→ **STATED GOAL**: Copy the data below verbatim, starting at the line that contains "bus side mirror?" and ending at the final line of the data.

→ **PROVIDED RECORDS**:
____________

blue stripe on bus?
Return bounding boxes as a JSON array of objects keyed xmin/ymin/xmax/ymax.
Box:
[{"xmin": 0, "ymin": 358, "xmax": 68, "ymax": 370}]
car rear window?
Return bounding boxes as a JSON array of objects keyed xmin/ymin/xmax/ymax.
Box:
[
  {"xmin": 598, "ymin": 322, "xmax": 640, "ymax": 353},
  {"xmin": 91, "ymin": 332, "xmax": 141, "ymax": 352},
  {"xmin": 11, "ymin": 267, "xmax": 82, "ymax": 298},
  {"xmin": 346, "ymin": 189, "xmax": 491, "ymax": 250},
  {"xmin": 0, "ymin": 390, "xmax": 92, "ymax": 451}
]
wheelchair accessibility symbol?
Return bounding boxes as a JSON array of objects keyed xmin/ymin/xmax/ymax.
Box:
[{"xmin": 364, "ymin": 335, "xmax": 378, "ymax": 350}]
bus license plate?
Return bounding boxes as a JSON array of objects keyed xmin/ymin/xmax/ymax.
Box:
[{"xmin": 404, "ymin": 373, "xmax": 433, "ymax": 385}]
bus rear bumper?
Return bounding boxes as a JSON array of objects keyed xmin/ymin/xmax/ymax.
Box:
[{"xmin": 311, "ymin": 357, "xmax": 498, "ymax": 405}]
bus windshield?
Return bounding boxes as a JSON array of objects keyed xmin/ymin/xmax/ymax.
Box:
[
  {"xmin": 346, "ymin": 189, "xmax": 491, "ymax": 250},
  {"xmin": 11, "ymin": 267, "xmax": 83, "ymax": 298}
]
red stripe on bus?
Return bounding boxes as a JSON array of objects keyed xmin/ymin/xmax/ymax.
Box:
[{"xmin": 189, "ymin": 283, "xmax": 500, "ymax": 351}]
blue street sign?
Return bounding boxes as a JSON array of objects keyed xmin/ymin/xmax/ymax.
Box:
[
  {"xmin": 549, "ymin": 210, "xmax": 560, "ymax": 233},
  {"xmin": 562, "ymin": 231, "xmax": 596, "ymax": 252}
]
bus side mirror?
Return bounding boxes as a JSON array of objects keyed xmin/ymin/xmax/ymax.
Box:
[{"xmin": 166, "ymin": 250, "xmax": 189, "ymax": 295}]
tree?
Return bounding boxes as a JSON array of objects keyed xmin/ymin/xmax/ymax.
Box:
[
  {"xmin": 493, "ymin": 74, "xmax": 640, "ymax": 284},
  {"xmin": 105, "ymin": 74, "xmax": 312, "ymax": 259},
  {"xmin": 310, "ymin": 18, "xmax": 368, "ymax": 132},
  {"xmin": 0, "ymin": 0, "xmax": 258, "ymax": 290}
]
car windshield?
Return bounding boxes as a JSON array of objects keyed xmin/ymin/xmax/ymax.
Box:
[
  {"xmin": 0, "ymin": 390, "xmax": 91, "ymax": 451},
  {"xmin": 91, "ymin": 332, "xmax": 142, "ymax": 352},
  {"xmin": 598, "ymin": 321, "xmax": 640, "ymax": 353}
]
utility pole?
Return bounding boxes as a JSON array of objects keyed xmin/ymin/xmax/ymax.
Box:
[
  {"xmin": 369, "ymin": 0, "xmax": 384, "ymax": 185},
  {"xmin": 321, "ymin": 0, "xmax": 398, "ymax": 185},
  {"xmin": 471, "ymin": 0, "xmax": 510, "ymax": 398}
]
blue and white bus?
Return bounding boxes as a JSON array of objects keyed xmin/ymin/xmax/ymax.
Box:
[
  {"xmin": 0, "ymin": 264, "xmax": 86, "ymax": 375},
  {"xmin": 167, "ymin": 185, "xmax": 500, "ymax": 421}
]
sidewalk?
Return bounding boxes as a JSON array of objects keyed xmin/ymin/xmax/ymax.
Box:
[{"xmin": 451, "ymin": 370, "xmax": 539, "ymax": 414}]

____________

→ **TASK RESPONSE**:
bus side mirror?
Return bounding boxes as a JSON array of objects keyed xmin/ymin/xmax/ymax.
Box:
[{"xmin": 166, "ymin": 250, "xmax": 189, "ymax": 295}]
tree?
Return bounding boxes as a JSON array of objects keyed xmin/ymin/xmax/ymax.
Box:
[
  {"xmin": 493, "ymin": 74, "xmax": 640, "ymax": 284},
  {"xmin": 105, "ymin": 74, "xmax": 312, "ymax": 259},
  {"xmin": 310, "ymin": 18, "xmax": 368, "ymax": 132},
  {"xmin": 0, "ymin": 0, "xmax": 258, "ymax": 290}
]
car windshield?
Return bounding boxes as a JSON array of objects keyed xmin/ymin/xmax/ymax.
Box:
[
  {"xmin": 0, "ymin": 390, "xmax": 91, "ymax": 451},
  {"xmin": 91, "ymin": 332, "xmax": 142, "ymax": 352},
  {"xmin": 598, "ymin": 321, "xmax": 640, "ymax": 353}
]
utility pole?
Return bounding boxes as a JSON array of objects keyed xmin/ymin/xmax/ymax.
Box:
[
  {"xmin": 369, "ymin": 0, "xmax": 384, "ymax": 185},
  {"xmin": 321, "ymin": 0, "xmax": 398, "ymax": 185},
  {"xmin": 471, "ymin": 0, "xmax": 510, "ymax": 398}
]
blue and white bus?
Return bounding boxes as a JSON array of objects keyed xmin/ymin/xmax/ymax.
Box:
[
  {"xmin": 0, "ymin": 264, "xmax": 86, "ymax": 375},
  {"xmin": 167, "ymin": 185, "xmax": 500, "ymax": 421}
]
sidewalk?
Return bounding boxes as a JSON array of objects keyed xmin/ymin/xmax/ymax.
Box:
[{"xmin": 451, "ymin": 370, "xmax": 539, "ymax": 414}]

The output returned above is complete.